Task objective> Your answer should consist only of the lines below from the one with "Target: parked car" through the one with "Annotation task — tag each instance of the large", copied exactly.

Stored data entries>
+ + + +

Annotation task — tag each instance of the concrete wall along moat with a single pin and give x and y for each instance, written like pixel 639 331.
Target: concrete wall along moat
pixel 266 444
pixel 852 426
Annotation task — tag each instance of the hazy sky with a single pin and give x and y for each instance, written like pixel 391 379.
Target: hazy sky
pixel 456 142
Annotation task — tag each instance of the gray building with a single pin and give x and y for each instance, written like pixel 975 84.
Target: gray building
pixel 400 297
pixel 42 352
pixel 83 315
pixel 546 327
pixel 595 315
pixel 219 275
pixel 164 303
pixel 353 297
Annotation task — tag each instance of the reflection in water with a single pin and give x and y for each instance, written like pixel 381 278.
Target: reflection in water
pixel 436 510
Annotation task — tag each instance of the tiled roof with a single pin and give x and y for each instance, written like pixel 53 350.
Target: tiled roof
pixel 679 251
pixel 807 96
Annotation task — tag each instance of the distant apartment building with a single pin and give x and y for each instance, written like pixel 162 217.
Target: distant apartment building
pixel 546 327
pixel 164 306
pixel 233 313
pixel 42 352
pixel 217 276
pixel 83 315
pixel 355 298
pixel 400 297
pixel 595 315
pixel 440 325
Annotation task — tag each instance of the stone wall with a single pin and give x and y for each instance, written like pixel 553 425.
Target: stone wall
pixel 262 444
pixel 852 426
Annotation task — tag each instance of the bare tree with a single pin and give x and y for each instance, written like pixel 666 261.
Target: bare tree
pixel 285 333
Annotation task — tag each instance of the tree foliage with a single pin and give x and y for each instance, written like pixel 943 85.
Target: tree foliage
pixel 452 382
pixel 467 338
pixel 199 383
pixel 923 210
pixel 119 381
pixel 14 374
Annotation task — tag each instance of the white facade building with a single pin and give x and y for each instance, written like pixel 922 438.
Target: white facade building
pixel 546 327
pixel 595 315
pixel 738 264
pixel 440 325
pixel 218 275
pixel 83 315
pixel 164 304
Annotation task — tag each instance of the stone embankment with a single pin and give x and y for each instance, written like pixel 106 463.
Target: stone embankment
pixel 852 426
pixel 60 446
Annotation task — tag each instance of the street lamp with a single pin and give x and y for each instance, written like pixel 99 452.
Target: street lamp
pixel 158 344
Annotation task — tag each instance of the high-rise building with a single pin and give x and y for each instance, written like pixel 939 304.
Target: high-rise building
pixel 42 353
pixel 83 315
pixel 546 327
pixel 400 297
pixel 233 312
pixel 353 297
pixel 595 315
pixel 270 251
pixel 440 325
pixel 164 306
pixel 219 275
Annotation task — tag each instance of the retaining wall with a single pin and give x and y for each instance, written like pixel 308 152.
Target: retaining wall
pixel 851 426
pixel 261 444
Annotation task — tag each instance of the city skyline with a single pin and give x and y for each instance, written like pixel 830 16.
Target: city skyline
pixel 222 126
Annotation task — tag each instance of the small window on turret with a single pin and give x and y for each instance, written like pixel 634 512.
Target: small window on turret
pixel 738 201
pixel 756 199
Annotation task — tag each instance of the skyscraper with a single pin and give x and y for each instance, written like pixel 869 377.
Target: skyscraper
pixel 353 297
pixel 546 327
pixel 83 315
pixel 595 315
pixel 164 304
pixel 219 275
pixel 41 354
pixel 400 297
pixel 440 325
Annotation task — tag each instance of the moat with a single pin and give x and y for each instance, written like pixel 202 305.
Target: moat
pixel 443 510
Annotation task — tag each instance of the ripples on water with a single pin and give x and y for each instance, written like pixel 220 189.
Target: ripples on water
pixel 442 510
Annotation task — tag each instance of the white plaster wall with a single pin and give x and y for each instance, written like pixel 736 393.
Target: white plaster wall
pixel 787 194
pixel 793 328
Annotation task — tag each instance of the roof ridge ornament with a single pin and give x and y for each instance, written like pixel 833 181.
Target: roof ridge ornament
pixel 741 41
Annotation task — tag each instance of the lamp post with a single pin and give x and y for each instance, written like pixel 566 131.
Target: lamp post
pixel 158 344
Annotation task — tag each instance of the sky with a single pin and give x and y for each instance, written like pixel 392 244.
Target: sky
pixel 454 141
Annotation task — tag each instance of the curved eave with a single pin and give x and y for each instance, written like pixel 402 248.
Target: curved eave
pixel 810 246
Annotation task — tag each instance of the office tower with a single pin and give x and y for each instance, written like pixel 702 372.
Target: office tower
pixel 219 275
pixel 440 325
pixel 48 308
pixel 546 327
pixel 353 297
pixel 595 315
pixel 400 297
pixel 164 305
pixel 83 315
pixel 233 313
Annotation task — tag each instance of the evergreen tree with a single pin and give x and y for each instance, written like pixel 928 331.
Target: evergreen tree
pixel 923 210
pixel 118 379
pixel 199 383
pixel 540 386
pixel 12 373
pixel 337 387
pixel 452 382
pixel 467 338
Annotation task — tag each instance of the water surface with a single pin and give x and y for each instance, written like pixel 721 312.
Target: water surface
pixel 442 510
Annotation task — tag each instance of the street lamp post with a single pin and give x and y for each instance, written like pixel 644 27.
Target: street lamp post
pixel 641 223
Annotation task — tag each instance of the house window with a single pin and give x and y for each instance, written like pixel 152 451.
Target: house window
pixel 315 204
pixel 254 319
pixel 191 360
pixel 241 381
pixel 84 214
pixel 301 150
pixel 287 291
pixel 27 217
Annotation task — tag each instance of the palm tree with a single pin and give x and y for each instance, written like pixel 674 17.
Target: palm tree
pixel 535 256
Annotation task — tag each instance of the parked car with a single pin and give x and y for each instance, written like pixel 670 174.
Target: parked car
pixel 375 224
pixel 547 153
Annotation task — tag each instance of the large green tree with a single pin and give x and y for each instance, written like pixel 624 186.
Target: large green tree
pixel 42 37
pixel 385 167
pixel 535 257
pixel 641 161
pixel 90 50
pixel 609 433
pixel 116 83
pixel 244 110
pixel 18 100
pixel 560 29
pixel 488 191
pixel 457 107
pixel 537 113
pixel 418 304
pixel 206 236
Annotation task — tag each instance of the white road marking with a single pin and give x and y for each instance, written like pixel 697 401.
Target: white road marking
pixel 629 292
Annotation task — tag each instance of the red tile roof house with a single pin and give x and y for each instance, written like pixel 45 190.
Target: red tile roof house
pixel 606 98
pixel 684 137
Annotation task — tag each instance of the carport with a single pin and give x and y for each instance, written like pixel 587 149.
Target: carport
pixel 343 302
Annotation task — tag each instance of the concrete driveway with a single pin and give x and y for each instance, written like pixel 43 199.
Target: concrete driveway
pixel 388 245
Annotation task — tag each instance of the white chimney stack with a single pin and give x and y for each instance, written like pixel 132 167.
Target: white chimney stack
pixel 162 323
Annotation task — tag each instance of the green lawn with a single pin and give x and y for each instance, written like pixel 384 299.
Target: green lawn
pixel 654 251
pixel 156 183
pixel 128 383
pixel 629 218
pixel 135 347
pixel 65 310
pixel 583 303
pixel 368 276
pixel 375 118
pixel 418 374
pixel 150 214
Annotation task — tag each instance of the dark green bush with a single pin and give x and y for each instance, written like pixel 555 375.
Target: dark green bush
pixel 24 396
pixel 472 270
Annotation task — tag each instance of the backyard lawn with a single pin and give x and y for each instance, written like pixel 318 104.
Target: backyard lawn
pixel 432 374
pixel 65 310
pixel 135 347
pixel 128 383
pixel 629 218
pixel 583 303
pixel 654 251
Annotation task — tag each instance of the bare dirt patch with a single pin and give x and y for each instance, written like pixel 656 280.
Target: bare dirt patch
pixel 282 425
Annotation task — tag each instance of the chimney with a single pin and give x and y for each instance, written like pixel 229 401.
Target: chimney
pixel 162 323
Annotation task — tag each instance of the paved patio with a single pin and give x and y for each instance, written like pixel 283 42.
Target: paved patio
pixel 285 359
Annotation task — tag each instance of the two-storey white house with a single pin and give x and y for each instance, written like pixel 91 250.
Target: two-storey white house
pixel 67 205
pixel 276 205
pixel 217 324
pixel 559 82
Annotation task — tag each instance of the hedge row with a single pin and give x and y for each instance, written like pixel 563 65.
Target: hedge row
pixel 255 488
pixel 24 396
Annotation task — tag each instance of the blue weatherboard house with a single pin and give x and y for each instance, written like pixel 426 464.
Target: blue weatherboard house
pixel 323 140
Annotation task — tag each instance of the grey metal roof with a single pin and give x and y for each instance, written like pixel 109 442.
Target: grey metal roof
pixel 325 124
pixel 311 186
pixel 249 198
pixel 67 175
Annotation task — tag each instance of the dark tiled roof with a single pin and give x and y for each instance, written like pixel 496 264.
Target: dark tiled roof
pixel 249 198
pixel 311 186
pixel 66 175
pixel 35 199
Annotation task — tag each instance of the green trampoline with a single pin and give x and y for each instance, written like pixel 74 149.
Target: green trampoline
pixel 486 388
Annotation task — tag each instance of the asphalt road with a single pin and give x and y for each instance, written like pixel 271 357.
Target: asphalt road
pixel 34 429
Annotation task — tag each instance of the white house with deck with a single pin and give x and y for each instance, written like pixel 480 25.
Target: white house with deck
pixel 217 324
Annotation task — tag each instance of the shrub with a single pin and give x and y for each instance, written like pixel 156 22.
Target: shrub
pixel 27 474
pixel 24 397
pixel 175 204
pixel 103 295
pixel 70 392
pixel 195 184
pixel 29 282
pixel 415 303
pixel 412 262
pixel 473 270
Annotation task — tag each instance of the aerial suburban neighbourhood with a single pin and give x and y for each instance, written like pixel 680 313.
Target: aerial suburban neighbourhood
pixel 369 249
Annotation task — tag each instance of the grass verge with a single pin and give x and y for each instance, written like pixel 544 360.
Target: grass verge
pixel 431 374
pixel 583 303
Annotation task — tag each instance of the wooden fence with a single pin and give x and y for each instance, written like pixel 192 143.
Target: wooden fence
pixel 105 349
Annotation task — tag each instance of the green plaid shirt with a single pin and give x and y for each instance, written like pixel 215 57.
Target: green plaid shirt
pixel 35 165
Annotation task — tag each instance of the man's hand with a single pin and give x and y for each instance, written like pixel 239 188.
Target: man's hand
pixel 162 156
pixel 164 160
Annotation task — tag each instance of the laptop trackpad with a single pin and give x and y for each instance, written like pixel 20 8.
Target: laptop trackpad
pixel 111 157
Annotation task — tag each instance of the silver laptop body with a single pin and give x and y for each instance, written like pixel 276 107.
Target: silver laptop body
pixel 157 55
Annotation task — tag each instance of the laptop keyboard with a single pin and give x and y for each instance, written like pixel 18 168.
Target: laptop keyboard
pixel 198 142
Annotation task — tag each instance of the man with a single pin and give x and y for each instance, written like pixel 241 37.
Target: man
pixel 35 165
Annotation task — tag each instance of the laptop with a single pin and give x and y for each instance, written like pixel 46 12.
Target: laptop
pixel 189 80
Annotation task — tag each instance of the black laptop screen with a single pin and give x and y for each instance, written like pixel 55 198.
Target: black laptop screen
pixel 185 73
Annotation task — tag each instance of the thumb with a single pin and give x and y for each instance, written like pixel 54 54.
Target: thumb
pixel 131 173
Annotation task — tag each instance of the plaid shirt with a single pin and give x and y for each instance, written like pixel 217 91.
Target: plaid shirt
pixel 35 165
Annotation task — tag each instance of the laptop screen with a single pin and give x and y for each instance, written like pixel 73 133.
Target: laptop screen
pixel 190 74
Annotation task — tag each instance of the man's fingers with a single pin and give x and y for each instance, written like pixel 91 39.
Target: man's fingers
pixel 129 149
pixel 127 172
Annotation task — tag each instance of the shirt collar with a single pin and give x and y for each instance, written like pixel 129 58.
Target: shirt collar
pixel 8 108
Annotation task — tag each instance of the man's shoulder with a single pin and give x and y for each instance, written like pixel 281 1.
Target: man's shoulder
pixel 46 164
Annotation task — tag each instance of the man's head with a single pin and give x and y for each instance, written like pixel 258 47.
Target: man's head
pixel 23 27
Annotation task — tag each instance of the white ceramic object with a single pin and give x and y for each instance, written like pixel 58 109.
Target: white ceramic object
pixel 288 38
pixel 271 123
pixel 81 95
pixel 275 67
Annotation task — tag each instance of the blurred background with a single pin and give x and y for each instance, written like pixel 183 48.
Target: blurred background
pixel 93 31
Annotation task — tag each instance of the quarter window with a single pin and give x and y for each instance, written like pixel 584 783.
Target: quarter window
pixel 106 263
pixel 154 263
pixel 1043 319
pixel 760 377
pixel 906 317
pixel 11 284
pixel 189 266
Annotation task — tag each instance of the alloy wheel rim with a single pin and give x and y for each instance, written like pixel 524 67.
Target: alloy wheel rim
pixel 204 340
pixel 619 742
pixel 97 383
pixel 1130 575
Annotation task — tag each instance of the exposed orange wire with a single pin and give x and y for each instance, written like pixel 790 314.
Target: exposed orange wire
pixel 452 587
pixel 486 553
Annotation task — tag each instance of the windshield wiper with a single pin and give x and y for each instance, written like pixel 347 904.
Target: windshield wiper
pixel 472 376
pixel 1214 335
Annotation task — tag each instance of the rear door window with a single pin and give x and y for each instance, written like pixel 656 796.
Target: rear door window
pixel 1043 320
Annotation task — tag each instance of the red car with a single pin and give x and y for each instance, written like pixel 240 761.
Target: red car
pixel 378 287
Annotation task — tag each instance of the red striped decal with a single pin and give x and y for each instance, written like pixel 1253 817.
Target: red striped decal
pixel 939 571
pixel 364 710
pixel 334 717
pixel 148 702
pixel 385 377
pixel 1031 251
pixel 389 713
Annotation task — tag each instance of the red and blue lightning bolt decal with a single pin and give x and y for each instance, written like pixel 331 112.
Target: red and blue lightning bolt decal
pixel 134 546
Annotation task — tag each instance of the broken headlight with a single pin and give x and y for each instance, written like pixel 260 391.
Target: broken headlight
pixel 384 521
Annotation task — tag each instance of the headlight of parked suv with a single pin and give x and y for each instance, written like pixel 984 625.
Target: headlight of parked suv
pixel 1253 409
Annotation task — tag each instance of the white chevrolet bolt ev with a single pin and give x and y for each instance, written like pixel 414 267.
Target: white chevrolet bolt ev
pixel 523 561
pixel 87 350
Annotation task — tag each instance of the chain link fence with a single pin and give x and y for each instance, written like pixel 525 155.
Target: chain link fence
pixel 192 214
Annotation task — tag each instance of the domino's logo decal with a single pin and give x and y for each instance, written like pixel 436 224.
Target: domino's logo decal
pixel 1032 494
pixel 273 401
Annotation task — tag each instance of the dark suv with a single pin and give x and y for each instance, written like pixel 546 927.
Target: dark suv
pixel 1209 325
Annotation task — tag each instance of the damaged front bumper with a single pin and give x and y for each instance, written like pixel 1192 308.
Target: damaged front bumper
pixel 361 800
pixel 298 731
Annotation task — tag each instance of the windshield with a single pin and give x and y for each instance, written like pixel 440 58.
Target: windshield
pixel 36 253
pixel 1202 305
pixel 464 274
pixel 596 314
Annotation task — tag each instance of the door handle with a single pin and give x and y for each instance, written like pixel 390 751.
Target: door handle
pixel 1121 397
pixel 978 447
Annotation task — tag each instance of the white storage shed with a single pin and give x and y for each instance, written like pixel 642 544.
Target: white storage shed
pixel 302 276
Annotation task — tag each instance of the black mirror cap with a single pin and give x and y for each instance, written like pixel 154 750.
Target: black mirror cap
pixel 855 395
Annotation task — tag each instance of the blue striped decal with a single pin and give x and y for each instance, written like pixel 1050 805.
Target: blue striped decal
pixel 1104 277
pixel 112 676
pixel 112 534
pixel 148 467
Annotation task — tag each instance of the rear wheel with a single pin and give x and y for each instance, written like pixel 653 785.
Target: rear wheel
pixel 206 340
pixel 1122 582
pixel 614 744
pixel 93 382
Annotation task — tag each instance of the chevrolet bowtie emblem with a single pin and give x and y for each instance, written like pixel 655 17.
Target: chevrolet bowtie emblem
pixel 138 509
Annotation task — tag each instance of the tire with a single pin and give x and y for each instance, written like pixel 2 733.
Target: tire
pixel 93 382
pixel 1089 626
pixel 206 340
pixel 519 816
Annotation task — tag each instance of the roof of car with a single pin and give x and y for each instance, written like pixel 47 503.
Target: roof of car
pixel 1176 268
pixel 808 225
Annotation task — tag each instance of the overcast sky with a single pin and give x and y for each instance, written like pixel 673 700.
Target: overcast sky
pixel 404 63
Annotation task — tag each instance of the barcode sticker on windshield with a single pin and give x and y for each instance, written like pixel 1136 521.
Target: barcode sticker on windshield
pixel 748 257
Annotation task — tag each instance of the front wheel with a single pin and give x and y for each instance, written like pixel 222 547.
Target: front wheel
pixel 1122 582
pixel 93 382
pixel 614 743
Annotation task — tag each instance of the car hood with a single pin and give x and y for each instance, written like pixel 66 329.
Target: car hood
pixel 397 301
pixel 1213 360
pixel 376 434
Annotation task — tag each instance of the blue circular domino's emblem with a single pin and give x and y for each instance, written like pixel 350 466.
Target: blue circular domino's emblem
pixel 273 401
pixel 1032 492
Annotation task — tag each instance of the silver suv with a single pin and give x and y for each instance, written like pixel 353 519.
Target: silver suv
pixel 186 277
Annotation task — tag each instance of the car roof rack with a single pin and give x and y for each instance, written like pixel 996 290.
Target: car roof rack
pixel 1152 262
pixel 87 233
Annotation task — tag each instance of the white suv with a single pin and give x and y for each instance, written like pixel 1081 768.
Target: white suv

+ + + +

Task solution>
Target: parked car
pixel 375 224
pixel 547 153
Annotation task — tag each instance of the large green tree with a single pin and give x and y for each instance, written like pixel 624 186.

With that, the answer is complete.